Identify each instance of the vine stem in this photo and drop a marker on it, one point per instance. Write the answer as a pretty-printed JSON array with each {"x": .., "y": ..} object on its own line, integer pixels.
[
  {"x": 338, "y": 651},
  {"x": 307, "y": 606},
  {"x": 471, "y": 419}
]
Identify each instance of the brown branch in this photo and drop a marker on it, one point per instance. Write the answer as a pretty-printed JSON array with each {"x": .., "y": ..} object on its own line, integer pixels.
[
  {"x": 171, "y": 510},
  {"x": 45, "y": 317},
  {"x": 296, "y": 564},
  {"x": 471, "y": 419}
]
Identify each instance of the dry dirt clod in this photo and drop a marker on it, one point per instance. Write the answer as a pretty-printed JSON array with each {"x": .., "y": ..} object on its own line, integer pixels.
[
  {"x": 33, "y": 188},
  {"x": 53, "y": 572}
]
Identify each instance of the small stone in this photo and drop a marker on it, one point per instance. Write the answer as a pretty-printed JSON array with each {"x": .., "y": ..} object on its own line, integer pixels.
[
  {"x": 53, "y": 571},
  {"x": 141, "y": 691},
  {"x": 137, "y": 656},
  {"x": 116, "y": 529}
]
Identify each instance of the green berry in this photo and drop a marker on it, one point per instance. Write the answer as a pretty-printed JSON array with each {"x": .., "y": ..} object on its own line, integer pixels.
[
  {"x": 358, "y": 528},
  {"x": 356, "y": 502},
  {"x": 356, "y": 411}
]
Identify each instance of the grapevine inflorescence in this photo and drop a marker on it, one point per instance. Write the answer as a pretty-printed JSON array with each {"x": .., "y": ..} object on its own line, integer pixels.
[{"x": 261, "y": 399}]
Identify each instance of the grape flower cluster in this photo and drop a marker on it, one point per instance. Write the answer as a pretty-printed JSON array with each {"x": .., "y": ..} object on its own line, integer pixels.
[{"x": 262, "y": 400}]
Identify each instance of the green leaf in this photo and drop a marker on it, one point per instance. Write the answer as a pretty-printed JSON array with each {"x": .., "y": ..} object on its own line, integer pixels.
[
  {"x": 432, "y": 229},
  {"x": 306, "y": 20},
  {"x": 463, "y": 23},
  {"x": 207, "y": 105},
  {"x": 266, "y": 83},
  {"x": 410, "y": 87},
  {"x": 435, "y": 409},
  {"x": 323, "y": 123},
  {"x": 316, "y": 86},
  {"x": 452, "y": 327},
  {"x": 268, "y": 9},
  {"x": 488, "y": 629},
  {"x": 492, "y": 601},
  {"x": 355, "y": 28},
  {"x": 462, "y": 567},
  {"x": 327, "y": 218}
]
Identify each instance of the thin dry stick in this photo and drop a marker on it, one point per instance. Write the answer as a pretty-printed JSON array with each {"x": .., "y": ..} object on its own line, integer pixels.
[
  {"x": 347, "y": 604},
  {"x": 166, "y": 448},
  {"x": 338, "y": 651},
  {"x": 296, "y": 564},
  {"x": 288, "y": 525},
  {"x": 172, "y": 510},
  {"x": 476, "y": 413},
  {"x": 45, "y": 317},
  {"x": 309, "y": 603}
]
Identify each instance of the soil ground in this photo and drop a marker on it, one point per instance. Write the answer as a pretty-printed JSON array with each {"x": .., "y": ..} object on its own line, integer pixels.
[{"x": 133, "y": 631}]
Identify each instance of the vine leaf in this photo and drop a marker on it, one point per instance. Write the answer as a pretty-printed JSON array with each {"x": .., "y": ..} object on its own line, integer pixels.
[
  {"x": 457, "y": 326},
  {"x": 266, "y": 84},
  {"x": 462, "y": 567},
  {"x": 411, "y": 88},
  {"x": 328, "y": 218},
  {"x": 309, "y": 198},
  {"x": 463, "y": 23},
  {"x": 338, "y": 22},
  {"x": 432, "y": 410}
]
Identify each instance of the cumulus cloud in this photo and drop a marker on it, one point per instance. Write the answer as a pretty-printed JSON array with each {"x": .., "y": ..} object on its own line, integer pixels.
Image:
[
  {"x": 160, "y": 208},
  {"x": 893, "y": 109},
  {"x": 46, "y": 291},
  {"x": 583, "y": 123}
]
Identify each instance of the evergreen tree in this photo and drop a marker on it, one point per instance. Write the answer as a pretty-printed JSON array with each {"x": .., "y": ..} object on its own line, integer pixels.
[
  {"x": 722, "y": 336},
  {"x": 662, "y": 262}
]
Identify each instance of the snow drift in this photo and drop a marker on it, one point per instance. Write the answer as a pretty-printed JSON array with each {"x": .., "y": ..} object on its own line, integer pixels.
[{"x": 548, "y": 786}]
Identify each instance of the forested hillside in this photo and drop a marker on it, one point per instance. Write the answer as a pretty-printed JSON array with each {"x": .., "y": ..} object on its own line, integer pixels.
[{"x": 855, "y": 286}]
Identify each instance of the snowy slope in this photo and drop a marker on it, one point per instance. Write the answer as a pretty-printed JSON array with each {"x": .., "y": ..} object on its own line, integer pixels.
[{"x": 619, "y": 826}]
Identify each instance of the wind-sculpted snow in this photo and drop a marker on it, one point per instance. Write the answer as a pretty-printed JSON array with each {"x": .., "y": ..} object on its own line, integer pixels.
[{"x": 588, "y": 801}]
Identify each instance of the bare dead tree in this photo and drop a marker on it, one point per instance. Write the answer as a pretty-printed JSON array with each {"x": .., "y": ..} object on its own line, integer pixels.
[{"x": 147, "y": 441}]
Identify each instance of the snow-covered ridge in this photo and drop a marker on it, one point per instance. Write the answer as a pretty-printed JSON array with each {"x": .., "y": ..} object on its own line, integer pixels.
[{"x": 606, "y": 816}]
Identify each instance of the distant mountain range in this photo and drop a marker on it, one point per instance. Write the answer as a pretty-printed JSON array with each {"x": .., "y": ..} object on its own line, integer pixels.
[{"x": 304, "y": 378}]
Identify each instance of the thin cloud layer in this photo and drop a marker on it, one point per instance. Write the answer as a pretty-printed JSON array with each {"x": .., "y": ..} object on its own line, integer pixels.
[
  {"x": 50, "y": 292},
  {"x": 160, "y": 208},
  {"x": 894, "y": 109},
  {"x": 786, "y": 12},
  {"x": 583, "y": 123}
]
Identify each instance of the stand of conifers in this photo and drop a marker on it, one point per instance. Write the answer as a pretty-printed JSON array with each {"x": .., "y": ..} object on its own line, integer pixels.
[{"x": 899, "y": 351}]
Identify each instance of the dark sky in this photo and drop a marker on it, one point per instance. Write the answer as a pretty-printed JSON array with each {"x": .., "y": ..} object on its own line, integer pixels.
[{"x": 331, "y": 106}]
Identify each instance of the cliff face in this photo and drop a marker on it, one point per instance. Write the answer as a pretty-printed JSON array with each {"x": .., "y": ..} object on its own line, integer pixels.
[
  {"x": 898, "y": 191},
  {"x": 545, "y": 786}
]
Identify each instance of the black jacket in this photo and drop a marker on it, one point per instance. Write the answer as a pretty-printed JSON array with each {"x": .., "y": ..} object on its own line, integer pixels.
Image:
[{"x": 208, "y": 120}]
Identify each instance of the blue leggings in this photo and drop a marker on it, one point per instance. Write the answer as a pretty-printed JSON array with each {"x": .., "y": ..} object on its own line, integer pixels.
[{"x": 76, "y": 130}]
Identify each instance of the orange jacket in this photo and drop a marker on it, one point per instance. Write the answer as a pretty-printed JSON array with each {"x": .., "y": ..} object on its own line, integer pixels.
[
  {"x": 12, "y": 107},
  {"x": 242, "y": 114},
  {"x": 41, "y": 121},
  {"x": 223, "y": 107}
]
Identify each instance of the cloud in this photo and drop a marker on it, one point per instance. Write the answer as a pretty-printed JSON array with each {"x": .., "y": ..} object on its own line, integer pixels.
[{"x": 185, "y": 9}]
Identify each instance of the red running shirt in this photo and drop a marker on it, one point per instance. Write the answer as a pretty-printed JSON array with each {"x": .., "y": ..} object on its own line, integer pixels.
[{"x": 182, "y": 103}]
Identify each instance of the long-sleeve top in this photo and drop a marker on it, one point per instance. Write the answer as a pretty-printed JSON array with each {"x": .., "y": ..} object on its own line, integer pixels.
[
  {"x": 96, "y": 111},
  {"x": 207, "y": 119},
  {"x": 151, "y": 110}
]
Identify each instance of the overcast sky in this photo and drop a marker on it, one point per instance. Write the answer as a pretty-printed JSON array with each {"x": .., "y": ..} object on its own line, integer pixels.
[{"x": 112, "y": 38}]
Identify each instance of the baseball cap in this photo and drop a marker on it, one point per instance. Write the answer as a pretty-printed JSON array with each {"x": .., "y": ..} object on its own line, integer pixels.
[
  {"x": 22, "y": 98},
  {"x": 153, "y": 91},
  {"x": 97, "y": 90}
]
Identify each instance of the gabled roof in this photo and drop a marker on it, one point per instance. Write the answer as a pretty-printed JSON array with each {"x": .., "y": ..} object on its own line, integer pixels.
***
■ Task description ■
With both ends included, please retype exactly the lines from the line containing "Identify each instance of the red" to the final line of the data.

■ Answer to the problem ■
Identify each instance of the red running shirt in this photo and drop a marker on it, one point per instance. Write the answer as a pretty-printed JSON array with each {"x": .., "y": ..} object on its own line, integer pixels.
[{"x": 182, "y": 103}]
Identify each instance of the long-sleeve top in this photo and drop a marker on it, one point per instance. Write the answer as a pretty-printed JSON array with each {"x": .., "y": ..} object on its own line, integer pixels.
[
  {"x": 96, "y": 111},
  {"x": 207, "y": 119},
  {"x": 151, "y": 110}
]
Identify each instance of the overcast sky in this photo and drop a marker on it, one point per instance. Write the answer as a pretty-printed JSON array with each {"x": .., "y": ..} object on its own line, integer pixels.
[{"x": 112, "y": 38}]
Identify each instance of the baseball cap in this photo and drop a marker on it, one point per instance. Write the answer as a pretty-printed JSON array with each {"x": .., "y": ..} object on its own line, integer pixels.
[
  {"x": 22, "y": 98},
  {"x": 153, "y": 91},
  {"x": 97, "y": 90}
]
Identify each instance of the gabled roof in this photo and drop a marker on it, one point per instance. Write the answer as a pretty-printed JSON array with each {"x": .., "y": ..} object on its own line, integer pixels.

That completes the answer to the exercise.